Waduh, bukankah selipar bukan alas kaki yang direkomendasikan untuk dikenakan saat akan naik pesawat udara? Cilaka ini. Dengan tergesa, istri saya menelepon keponakan yang semalam menginap di rumah, dia tak menjawab. Telepon bergeser memanggil ibu mertua, rupanya telah meninggalkan rumah. Lalu bagaimana nasib alas kakiku? Opsi membeli sepatu baru, bukan pilihan bijak, tak ada kedai sepatu di sepanjang jalan sebelum masuk tol.

Ibu saya berkomentar, bukankah dari kemarin-kemarin niatnya memang ingin memakai sandal jepit saja? Aku cuma bisa tersenyum masam. Kuingat betul, sepatu yang ingin kukenakan telah kusiapkan di samping pintu. Tapi karena masih keluar masuk rumah mengangkat koper, setelah memasang kaus kaki, aku memilih mengenakan sandal jepit untuk sementara waktu. Tapi rupanya, aku lupa menggantinya dengan sepatu, sebelum naik ke mobil.

- _TUGAS 1_
Salin tanpa perubahan baris-baris pada entri data yang disimpan, dari baris yang memuat "Objective — one point on each instance of the door" hingga baris terakhir entri tersebut, dengan kedua ujungnya ikut disalin.

Entri data yang disimpan:
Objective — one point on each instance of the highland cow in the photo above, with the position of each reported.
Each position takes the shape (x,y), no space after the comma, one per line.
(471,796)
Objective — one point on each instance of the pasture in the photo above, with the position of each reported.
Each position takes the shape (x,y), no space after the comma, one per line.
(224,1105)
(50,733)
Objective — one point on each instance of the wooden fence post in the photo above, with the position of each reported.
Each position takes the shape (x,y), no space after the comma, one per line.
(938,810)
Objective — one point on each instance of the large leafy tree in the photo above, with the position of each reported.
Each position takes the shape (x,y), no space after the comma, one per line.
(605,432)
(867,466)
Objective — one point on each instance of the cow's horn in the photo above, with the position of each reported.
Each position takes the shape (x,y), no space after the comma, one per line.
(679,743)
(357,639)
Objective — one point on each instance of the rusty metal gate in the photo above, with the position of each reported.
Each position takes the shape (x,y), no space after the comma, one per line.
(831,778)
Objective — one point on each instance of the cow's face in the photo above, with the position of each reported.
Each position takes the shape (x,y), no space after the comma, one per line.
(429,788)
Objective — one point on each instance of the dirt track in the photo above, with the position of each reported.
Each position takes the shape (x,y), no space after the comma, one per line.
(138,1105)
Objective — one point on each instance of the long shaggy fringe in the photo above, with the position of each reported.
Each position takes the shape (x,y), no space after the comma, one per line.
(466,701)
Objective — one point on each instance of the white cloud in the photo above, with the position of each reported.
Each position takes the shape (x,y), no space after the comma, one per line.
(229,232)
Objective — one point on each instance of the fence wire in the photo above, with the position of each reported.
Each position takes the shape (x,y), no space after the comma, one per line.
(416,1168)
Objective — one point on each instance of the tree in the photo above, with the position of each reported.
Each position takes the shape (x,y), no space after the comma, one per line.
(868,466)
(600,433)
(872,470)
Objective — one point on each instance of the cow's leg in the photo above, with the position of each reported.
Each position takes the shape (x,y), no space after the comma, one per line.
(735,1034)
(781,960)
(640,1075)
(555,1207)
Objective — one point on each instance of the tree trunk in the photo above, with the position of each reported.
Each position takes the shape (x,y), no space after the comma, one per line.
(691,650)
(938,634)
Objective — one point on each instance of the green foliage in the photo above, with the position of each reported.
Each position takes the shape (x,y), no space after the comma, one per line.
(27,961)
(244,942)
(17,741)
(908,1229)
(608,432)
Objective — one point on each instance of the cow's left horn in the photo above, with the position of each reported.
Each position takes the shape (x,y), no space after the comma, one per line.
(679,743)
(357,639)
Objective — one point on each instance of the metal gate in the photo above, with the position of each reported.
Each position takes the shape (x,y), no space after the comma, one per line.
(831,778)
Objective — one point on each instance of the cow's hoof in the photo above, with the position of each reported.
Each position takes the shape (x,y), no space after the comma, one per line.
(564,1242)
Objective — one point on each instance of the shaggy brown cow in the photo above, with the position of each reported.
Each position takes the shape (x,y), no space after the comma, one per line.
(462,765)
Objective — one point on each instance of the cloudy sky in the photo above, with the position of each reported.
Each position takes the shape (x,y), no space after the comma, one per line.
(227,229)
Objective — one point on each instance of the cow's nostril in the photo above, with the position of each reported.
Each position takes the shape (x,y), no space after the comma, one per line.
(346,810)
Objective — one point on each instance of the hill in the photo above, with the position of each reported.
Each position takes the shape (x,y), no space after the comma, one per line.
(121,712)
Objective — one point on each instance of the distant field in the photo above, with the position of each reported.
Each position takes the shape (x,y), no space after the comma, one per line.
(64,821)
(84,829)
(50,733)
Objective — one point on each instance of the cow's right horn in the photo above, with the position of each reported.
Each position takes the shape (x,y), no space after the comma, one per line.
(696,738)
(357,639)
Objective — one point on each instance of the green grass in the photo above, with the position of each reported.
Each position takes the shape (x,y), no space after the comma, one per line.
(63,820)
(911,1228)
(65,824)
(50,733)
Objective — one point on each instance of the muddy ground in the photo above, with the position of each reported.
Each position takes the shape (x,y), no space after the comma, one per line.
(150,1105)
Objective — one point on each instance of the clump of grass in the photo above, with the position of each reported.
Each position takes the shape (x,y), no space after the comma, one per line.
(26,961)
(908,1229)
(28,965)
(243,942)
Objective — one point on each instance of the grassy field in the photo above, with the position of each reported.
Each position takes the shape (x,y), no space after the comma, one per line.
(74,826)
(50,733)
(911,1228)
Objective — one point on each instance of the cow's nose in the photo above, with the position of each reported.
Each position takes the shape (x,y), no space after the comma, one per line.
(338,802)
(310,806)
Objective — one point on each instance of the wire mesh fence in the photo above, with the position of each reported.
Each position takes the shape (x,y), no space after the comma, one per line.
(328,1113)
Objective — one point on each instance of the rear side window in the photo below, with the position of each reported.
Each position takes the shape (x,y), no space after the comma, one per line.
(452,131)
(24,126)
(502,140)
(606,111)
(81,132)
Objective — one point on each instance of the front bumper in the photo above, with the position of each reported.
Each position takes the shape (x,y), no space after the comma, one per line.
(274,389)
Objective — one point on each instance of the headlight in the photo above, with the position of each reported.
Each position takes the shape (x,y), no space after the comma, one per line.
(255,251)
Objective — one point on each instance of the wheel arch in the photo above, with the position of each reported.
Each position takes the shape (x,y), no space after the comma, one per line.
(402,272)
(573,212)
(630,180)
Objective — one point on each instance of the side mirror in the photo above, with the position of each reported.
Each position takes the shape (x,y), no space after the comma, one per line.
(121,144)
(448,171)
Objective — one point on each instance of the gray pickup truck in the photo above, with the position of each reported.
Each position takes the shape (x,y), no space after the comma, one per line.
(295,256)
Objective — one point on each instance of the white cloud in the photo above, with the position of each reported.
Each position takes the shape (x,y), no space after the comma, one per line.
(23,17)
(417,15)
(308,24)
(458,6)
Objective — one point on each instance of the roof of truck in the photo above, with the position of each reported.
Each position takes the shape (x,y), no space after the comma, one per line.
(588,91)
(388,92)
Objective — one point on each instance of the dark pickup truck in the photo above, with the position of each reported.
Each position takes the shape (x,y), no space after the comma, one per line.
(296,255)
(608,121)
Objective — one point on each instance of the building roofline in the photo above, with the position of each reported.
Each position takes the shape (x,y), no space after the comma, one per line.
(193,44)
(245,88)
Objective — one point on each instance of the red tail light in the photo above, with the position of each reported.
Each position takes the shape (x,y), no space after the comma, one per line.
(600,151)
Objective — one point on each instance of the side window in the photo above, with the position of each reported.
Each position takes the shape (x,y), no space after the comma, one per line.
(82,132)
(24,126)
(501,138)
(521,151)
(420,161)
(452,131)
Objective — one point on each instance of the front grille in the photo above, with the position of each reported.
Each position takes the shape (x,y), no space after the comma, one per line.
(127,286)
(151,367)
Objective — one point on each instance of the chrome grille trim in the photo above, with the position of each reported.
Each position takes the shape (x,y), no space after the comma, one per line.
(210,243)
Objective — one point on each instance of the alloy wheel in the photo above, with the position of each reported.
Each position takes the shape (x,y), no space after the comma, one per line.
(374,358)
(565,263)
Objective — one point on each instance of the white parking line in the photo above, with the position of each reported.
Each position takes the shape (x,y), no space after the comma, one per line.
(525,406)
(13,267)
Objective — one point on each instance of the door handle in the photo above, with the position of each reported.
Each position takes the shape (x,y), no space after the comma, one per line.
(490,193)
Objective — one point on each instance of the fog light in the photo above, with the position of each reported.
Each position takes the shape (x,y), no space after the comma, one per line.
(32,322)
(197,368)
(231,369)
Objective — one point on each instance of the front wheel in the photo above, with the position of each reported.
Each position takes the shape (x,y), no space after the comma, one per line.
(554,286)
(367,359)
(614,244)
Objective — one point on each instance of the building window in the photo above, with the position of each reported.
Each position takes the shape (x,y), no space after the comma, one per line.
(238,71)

- _TUGAS 2_
Sebutkan semua anggota keluarga yang disebut dalam teks tentang sandal jepit itu.

- _JAWABAN 1_
Objective — one point on each instance of the door handle in the photo above, with the position of each reported.
Each position takes the shape (x,y), no space after the comma, one per line.
(490,193)
Objective — one point on each instance of the fog light in the photo above, with the position of each reported.
Each position takes the shape (x,y), no space after the comma, one per line.
(32,322)
(197,368)
(231,369)
Objective — one point on each instance of the front wheel in the photo above, with the position of each reported.
Each position takes the shape (x,y), no space after the comma, one per line.
(554,286)
(367,359)
(614,244)
Objective — one point on each instance of the building window in the photo above, with the position of each reported.
Each position takes the shape (x,y), no space after the comma, one per line.
(238,71)

- _JAWABAN 2_
Anggota keluarga yang disebut adalah istri saya, keponakan, ibu mertua, dan ibu saya.